» Text:
-------

Just drop that VI snippet into a VI, and it will work with any array type. I copied it from Randomize 1D Array. If you don't know what a generic VI is, click that link.

Here's a sample I created that takes a 1D array of any type, and outputs an array which is basically that array concatenated to itself. For example, {1, 2, 3} becomes {1, 2, 3, 1, 2, 3}. Not too useful, but it works as a proof-of-concept. And in case the VI snippet isn't working, you can copy the control and indicator from there.

Download link: Duplicate 1D Array.vi

Another thing that might work (though I haven't tried it) is to take the DBL out of the array and see if that works with any type as well (not just any array). I can still think of a few uses for this, such as if the value is just going to be typecasted anyway. Like, say, something that converts any data into a hex string.

-------

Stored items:
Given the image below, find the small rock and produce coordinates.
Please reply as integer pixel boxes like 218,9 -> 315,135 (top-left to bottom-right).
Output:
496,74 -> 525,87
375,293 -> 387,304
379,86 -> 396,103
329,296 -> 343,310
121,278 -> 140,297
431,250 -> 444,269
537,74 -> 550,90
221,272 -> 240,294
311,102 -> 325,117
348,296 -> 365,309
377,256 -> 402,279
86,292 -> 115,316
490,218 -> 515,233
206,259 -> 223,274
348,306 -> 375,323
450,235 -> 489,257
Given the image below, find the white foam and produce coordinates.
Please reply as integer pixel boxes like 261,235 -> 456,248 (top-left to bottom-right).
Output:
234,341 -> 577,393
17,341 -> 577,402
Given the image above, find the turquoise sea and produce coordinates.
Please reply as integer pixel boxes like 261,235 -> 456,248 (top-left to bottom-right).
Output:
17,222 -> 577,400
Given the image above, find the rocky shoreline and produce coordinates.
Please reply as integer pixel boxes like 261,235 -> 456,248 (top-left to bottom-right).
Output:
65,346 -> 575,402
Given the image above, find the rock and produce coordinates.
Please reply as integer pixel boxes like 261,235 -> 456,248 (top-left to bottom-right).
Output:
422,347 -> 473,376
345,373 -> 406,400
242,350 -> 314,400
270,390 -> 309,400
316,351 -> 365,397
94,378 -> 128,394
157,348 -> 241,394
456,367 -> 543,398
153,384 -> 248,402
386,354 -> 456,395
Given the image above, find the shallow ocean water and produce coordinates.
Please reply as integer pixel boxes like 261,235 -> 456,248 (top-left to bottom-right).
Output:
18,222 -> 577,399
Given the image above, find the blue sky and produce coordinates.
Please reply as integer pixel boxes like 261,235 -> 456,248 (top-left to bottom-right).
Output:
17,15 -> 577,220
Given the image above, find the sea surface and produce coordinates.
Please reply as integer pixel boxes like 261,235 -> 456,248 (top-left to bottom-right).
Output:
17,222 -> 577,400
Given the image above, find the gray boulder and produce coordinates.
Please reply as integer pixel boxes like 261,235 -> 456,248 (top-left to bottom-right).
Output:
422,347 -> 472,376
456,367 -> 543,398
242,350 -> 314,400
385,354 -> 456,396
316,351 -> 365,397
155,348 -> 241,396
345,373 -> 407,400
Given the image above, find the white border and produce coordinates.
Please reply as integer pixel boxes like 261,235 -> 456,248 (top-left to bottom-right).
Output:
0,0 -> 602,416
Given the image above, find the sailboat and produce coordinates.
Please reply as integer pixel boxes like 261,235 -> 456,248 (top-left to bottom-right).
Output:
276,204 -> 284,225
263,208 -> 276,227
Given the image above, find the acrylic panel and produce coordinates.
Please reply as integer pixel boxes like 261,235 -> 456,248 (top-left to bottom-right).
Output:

-------

» Task statement: Revise the stretch of the generic VI text from "Another thing that" through "a hex string." so that "DBL" becomes "I32".

» Output for this exercise:
Another thing that might work (though I haven't tried it) is to take the I32 out of the array and see if that works with any type as well (not just any array). I can still think of a few uses for this, such as if the value is just going to be typecasted anyway. Like, say, something that converts any data into a hex string.